Problem: Transcribe every line of the records verbatim.

Records for processing:
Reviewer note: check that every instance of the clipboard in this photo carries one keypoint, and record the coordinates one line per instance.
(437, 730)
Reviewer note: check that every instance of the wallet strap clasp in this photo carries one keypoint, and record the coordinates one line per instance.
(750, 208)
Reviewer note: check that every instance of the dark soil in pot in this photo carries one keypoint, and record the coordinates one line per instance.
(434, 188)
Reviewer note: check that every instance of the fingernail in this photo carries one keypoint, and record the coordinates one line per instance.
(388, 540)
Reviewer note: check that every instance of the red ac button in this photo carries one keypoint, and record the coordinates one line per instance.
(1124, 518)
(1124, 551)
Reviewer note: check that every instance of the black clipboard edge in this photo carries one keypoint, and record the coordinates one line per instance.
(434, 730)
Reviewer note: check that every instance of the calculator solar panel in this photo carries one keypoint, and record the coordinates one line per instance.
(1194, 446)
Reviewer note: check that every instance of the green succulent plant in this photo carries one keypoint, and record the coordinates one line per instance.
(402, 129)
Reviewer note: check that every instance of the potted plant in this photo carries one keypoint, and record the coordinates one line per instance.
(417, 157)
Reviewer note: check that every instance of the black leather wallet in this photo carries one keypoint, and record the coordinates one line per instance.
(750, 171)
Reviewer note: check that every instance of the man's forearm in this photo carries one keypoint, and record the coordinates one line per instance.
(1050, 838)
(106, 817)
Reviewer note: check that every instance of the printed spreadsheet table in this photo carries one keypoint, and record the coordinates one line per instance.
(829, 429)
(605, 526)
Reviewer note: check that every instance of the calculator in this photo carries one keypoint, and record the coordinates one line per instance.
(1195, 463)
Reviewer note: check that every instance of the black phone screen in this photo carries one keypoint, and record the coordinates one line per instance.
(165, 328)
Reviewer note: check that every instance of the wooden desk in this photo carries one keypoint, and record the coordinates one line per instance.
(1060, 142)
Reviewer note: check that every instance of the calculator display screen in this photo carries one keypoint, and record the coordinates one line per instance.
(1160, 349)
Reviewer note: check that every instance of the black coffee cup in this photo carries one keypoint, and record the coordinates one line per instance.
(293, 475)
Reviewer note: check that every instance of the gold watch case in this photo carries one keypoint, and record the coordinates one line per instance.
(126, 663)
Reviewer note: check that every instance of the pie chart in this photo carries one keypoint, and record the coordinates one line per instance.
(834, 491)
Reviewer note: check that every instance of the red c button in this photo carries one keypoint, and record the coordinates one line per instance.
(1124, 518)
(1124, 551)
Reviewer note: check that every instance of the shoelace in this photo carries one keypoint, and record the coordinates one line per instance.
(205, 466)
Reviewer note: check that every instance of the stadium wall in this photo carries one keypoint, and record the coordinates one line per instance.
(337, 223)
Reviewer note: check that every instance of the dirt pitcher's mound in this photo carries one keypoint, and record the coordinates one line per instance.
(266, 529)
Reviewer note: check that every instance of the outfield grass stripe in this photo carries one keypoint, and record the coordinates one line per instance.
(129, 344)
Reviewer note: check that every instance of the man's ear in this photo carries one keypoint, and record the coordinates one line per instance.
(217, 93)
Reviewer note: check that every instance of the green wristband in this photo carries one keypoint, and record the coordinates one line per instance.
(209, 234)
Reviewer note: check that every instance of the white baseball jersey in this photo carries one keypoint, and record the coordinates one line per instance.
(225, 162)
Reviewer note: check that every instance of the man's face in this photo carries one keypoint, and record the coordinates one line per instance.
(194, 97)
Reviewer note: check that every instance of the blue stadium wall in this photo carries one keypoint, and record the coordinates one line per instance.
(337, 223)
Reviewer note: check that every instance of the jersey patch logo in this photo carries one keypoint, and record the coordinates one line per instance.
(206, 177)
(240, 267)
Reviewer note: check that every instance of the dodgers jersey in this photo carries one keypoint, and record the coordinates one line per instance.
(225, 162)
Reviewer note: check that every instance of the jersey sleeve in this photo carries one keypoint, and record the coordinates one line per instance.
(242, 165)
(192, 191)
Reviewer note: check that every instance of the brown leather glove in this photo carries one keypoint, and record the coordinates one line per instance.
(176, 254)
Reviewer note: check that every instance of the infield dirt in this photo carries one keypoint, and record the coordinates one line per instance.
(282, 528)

Correct answer:
Reviewer note: check that every instance of the clipboard in this photo carries one keypoint, and record the coordinates one line per instance.
(437, 730)
Reviewer note: check that every instance of the wallet strap clasp in this photo carries one keypoint, and record the coordinates one line per instance.
(750, 208)
Reviewer note: check that every instance of the dark soil in pot in this photo carries one keypoint, and record the coordinates one line per instance.
(434, 188)
Reviewer note: check that every instance of the fingernail in this photo carries one keypoint, and record the coordinates one line per instance.
(388, 540)
Reviewer note: check that every instance of the red ac button in this photo carries one keypoint, and record the coordinates one line per instance.
(1124, 518)
(1124, 551)
Reviewer note: check that every instance of the black clipboard edge in this photo carries one keypoint, and record the coordinates one line per instance.
(434, 730)
Reviewer note: check that every instance of the calculator solar panel in this photo carries one keypoint, and record the coordinates one line per instance.
(1194, 446)
Reviewer note: check that every instance of the green succulent plant in this photo carries one keypoint, and record the coordinates one line per instance.
(402, 129)
Reviewer note: check that every instance of the potted plant in this photo carries one keypoint, and record the coordinates one line per instance.
(417, 157)
Reviewer note: check that every instance of the black leather wallet in this photo carries one keypoint, and record the coordinates one line per instance.
(750, 171)
Reviewer note: check that every instance of the man's forearm in this photo carries one keypoint, and record the coordinates one line per instance.
(1050, 838)
(106, 817)
Reviewer note: check that every instance of the printed spreadsheet table in this photo carries one keypoint, and record the coordinates one line per instance.
(829, 429)
(605, 526)
Reviewer note: check that every instance of the calculator in this photo carries one keypoint, and record the coordinates one line per instance.
(1195, 463)
Reviewer note: check that every instance of the black phone screen in this photo carries one keypoint, and record the coordinates one line per instance.
(165, 328)
Reviewer note: check that every instance of the wooden desk in this photo carries one keypoint, and record the coordinates one line per instance.
(1060, 142)
Reviewer note: check that every instance of the calculator display screen in this photo carries one keypoint, and record the coordinates one line per instance.
(1160, 349)
Reviewer note: check that every instance of the black coffee cup in this photo carries one keypoint, and record the coordinates one line per instance.
(293, 475)
Reviewer note: check that every instance of the gold watch case in this photo carries one keypoint, and record the coordinates one line per instance.
(126, 663)
Reviewer note: check that every instance of the pie chart in this photo carries one keypoint, and record the coordinates one line per instance.
(834, 491)
Reviewer note: check that every instance of the red c button in this photo carries one keypoint, and record the coordinates one line per instance.
(1124, 518)
(1124, 551)
Reviewer note: check that every instance of the shoelace in this photo carries one keypoint, and record the coordinates one line per instance.
(205, 466)
Reviewer note: check that every instance of the stadium wall in this photo carries one keypoint, and record the coordinates one line per instance.
(337, 223)
Reviewer note: check that every instance of the dirt pitcher's mound in this photo carries one keypoint, and record the coordinates one line per instance.
(266, 529)
Reviewer note: check that every instance of the outfield grass stripe in this photo carries one keypoint, and record the coordinates one line per instance.
(129, 344)
Reviewer note: check that every instance of the man's ear in this photo carries one keypoint, and record the coordinates one line per instance.
(217, 93)
Reviewer note: check that every instance of the green wristband in this photo carries one keypoint, and record the coordinates one line per instance.
(209, 234)
Reviewer note: check that every instance of the white baseball jersey in this photo carries one keypoint, and record the coordinates one line per instance.
(225, 162)
Reviewer note: check that every instance of the man's face in this photo carries one keypoint, and record the coordinates one line per instance.
(194, 97)
Reviewer note: check that every instance of the blue stadium wall in this photo carries one keypoint, and record the coordinates one line per instance.
(337, 223)
Reviewer note: check that every instance of the jersey patch logo in this photo carries one keypoint, and record the coordinates one line per instance.
(206, 177)
(240, 267)
Reviewer note: check that every instance of the dodgers jersey in this photo carries one keypoint, and record the coordinates one line per instance.
(225, 162)
Reviewer note: check that every instance of the jersey sleeve in this photo carries one keypoint, and record the coordinates one line per instance.
(242, 165)
(192, 191)
Reviewer note: check that every instance of the brown leather glove in this photo carries one keypoint, and record the coordinates one line per instance.
(176, 254)
Reviewer note: check that every instance of the infield dirt in this photo carries one keypoint, and record the coordinates one line per instance.
(282, 528)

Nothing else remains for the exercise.